How many of the lines below contain the string "field"? Case counts, and the reply should be only the number.

-- Start of Provided records --

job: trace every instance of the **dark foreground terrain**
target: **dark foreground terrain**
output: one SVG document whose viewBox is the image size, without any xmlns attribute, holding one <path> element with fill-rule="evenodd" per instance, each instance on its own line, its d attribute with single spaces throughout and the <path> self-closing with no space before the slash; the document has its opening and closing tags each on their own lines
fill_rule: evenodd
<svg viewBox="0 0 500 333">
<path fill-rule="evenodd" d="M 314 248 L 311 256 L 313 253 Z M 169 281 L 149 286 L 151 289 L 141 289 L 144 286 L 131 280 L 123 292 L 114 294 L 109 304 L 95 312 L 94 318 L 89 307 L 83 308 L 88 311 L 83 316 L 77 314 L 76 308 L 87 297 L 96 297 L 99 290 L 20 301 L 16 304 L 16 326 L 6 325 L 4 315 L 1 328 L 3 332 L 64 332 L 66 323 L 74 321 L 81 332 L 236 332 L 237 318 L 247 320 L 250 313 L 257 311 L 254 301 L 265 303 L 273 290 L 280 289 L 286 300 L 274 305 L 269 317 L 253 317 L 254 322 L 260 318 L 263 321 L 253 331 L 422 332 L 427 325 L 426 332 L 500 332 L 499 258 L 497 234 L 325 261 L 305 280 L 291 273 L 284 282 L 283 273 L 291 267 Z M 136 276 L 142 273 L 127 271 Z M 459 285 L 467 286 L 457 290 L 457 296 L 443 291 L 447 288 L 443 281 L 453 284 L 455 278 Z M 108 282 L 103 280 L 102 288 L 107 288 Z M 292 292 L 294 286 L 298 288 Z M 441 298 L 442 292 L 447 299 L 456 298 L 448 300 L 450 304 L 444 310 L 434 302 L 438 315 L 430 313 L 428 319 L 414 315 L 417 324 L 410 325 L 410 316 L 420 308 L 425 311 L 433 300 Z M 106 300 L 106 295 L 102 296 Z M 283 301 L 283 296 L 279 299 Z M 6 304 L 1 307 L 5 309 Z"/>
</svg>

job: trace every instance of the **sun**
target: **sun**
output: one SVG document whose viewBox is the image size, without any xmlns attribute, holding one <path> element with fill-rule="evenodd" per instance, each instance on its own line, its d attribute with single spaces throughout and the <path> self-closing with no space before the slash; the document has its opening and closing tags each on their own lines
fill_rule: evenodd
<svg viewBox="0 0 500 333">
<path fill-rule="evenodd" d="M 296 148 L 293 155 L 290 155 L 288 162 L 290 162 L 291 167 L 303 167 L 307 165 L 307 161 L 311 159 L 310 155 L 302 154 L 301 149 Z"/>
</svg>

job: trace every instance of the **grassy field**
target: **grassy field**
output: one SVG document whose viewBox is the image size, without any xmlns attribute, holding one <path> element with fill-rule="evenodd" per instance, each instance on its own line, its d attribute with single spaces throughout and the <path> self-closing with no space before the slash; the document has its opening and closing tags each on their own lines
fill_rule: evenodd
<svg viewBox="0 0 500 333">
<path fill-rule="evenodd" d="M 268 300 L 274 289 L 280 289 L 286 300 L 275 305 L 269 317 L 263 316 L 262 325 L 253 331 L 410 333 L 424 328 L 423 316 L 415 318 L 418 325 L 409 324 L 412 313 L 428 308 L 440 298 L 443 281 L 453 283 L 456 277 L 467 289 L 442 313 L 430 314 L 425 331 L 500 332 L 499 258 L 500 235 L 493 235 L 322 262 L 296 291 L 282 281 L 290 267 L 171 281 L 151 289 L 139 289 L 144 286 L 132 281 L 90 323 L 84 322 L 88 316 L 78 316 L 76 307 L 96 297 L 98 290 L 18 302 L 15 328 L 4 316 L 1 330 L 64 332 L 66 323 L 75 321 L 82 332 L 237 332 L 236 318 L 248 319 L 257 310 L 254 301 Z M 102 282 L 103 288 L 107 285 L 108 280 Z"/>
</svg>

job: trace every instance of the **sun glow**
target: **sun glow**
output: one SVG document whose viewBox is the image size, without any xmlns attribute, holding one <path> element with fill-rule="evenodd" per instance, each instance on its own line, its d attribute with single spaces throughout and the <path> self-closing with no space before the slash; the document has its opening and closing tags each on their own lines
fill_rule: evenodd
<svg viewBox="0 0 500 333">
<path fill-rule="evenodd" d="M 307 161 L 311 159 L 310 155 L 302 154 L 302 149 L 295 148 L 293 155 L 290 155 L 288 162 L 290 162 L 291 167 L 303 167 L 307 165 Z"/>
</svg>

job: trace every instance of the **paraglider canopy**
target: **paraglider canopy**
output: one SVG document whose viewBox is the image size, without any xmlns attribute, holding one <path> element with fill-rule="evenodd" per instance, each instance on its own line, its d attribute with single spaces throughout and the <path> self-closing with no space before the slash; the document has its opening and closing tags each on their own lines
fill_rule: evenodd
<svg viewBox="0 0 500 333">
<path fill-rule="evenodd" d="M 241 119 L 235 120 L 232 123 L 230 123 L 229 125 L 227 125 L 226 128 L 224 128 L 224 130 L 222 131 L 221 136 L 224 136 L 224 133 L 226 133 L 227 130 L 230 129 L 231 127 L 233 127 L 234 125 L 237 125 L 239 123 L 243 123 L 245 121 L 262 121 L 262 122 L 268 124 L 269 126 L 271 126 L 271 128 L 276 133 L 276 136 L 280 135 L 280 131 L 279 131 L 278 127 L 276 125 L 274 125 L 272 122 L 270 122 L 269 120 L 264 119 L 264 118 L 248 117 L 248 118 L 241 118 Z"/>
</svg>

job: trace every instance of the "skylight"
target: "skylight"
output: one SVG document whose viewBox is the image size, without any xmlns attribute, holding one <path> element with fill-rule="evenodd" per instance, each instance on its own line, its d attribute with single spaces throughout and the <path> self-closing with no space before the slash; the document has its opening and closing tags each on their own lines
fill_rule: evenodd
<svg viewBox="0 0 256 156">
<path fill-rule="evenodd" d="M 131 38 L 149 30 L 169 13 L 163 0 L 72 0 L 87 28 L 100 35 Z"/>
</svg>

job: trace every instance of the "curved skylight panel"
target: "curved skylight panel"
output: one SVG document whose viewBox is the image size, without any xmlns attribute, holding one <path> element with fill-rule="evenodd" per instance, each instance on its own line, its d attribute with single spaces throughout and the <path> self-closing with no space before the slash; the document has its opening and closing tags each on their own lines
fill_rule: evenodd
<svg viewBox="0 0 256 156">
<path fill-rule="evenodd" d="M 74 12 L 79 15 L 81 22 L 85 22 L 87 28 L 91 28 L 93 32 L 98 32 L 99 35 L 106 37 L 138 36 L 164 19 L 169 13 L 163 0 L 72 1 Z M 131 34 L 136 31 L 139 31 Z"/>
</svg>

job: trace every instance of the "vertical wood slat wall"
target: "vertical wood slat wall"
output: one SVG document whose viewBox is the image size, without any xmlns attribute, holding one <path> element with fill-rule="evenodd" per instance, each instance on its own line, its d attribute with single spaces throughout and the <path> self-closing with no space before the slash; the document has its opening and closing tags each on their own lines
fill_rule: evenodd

-- End of Provided records --

## Exercise response
2